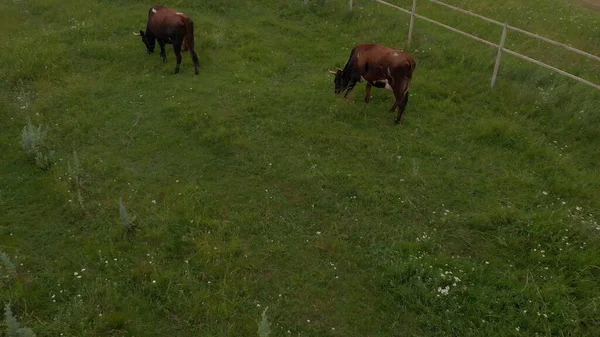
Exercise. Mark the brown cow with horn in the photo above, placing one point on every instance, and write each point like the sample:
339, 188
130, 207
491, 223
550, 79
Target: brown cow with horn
169, 26
381, 67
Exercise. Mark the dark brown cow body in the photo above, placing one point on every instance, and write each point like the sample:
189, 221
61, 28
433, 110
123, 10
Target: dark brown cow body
381, 67
169, 26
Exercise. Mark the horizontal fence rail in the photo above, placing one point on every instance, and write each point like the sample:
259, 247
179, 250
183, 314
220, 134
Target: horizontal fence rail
519, 30
500, 47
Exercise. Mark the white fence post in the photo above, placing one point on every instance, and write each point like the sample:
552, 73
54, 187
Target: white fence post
499, 56
412, 21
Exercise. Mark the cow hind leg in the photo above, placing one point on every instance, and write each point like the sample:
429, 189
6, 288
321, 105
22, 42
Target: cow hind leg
401, 106
196, 61
163, 54
368, 96
177, 48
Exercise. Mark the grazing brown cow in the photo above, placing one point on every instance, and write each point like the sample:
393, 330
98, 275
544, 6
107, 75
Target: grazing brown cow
381, 67
167, 25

WHAT IS NEEDED: Output only the lines from the line that contains "Exercise. Mark the cow" through the end of the entries, both included, exactly as they appear.

ANSWER SPACE:
Exercise. Mark the cow hind leg in the photo above, placing one point on every instance, and write each point like the sample:
429, 189
6, 288
321, 105
22, 42
Target: cow hind leg
401, 106
196, 61
163, 54
368, 96
177, 48
Exercise. Mark the grazing brown cow in the photo above, placing one point on every instance, and write each point like the sample:
393, 330
98, 275
544, 6
107, 75
Target: grazing brown cow
381, 67
167, 25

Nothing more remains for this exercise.